## Your objective
Copy every line of the data below, requests included, from the line containing "Reviewer note: confirm that every instance of the plant" through the end of the data. Shift each coordinate in the answers by adding 96 to it.

Point labeling data excerpts
§ §

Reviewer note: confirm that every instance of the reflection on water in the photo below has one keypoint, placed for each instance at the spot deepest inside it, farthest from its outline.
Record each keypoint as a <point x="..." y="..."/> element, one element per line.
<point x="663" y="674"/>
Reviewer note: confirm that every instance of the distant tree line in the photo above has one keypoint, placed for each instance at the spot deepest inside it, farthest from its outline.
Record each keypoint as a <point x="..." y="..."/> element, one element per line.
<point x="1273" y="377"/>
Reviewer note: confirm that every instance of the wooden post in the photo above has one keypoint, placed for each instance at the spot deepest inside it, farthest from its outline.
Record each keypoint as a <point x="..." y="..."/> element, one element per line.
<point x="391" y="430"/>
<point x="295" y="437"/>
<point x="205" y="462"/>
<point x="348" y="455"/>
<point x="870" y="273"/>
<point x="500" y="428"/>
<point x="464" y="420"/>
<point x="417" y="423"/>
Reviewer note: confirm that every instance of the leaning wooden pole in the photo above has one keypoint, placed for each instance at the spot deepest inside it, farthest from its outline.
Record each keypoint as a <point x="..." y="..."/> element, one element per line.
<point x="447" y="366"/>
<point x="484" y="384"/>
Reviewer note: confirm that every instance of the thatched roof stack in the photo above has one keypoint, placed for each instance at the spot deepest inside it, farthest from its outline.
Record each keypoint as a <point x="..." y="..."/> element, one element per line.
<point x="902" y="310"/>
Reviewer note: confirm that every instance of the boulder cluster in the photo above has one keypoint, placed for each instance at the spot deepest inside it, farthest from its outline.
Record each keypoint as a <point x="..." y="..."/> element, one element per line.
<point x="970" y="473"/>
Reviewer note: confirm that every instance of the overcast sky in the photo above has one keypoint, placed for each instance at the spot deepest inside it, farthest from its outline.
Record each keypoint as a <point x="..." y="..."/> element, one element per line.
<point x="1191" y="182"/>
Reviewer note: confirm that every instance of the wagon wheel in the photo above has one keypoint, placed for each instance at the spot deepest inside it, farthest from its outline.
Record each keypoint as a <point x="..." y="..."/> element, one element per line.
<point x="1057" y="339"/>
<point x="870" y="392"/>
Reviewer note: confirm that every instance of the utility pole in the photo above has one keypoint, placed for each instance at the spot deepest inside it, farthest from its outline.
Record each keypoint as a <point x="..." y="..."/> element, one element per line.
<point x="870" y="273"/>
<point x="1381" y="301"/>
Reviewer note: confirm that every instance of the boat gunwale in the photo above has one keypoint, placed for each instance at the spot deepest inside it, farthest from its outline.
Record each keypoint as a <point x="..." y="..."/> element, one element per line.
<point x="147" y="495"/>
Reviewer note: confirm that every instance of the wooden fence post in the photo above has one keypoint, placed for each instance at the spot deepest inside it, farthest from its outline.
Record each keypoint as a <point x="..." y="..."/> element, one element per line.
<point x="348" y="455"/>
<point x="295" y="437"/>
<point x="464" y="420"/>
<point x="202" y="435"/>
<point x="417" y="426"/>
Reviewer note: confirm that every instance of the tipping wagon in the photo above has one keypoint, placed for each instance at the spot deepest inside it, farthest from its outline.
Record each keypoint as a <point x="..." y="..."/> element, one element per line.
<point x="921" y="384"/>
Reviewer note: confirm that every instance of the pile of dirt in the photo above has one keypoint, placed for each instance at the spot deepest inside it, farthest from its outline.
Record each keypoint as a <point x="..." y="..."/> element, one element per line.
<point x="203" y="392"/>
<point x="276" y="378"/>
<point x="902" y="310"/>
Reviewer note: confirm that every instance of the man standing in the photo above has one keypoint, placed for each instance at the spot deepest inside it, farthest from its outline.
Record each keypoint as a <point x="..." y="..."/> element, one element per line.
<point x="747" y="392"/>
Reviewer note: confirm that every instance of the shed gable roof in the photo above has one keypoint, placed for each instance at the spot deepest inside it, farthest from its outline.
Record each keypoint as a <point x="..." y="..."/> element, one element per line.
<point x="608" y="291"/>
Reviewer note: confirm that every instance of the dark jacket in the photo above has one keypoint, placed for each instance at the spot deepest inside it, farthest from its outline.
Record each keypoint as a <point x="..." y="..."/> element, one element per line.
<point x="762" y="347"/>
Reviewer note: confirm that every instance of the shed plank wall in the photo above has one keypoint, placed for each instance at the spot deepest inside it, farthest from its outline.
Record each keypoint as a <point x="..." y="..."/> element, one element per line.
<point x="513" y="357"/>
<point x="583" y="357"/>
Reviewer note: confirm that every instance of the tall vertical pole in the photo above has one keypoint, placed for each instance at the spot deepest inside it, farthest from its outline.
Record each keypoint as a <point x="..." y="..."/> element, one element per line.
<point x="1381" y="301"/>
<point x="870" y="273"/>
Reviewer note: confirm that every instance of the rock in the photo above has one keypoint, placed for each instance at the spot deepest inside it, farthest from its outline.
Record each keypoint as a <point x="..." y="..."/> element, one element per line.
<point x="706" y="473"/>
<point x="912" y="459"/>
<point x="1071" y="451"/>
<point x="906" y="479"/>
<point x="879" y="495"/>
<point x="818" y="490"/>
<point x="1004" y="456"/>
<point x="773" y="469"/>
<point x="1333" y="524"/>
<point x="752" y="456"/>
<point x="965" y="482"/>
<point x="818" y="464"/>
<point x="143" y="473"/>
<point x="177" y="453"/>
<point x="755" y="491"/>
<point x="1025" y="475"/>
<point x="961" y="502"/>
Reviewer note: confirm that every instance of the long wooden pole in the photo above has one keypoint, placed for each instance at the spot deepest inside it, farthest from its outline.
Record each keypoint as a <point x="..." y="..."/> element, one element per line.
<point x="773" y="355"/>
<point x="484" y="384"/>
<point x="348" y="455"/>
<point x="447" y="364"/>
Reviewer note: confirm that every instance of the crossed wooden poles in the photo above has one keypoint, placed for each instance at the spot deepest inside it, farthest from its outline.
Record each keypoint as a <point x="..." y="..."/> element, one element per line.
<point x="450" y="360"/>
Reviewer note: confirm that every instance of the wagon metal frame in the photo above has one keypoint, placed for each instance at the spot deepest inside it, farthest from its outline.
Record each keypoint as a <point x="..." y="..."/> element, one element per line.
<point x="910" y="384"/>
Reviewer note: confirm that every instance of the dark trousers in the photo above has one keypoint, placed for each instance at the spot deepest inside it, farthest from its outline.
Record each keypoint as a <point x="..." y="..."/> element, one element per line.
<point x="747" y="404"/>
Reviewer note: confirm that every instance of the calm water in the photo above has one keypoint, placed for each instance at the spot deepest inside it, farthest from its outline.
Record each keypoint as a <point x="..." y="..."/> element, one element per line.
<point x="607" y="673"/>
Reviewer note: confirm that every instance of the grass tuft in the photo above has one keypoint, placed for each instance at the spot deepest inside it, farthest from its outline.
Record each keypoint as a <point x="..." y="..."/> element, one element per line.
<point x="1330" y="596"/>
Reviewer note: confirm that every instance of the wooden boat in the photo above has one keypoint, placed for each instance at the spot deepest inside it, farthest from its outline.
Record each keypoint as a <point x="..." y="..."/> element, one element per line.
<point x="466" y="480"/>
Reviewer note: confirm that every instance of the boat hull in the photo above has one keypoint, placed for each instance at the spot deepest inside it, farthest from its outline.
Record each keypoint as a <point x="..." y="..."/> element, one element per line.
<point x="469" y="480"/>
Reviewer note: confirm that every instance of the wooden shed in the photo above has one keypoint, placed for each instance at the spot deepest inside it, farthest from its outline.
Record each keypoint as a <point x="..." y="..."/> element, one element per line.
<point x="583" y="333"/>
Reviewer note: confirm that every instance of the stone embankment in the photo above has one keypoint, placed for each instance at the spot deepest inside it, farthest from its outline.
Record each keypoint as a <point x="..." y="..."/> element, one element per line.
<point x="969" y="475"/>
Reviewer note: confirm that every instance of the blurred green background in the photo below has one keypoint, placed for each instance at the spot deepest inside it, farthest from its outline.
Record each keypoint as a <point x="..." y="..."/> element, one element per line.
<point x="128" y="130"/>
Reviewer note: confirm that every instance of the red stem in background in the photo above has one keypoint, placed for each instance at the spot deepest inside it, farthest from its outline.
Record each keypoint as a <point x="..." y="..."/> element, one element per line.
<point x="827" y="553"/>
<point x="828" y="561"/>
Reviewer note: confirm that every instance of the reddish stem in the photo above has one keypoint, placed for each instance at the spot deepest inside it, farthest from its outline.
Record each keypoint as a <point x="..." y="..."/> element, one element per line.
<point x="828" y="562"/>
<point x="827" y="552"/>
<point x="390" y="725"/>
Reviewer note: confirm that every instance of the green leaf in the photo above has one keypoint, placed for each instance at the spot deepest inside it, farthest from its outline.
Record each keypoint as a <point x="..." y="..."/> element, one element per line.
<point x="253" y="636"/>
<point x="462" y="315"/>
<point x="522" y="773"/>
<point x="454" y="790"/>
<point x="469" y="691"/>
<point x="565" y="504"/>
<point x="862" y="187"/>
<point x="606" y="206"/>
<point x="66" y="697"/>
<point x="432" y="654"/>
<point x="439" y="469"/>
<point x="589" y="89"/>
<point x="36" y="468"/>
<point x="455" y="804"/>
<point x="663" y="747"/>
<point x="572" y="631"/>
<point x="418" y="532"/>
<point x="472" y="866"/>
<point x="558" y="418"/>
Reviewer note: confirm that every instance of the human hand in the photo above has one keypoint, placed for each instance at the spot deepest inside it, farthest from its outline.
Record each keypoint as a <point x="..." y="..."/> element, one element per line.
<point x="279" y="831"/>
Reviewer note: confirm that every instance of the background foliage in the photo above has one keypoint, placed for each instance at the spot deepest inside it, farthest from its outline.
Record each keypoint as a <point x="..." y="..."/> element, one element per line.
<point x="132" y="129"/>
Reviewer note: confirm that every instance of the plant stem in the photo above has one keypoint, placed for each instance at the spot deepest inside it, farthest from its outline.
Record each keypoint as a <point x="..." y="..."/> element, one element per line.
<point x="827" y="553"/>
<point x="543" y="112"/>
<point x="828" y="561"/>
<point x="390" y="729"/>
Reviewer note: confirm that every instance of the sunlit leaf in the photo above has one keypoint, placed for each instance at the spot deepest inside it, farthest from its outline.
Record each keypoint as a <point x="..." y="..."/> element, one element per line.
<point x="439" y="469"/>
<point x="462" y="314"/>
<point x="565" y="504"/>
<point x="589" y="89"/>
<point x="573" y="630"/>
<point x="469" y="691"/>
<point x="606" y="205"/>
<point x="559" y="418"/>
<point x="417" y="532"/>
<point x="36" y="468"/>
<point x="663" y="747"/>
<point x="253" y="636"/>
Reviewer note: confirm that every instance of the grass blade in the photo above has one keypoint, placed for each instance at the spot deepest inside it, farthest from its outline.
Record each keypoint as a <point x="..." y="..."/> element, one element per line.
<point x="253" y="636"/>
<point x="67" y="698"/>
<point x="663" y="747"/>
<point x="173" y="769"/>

§ §

## Solved exercise
Reviewer note: confirm that every instance of the plant stem in the photo above has one keypoint, placed for each instance at the spot deepest inside it, farthest from its outline.
Record each keypoint as a <point x="..." y="..."/> element, one element per line.
<point x="923" y="649"/>
<point x="639" y="208"/>
<point x="924" y="657"/>
<point x="486" y="825"/>
Reviewer note: confirm that every instance of the sunlit leaf in the photo above has one keypoint, placed for each instance at the spot deepest inside it, farthest from its outline.
Record each keypoint as a <point x="..." y="..."/> element, one element per line.
<point x="535" y="565"/>
<point x="558" y="410"/>
<point x="661" y="600"/>
<point x="685" y="185"/>
<point x="669" y="726"/>
<point x="565" y="787"/>
<point x="702" y="301"/>
<point x="655" y="514"/>
<point x="513" y="628"/>
<point x="132" y="564"/>
<point x="759" y="843"/>
<point x="349" y="732"/>
Reviewer note: confirm that every instance of the grass blade in the photo above has one keypoint, placed for each instance at the spot deepest inside it, farthest from its outline.
Record each keypoint as a <point x="..." y="..."/> element, one element per line.
<point x="349" y="732"/>
<point x="163" y="794"/>
<point x="759" y="843"/>
<point x="269" y="865"/>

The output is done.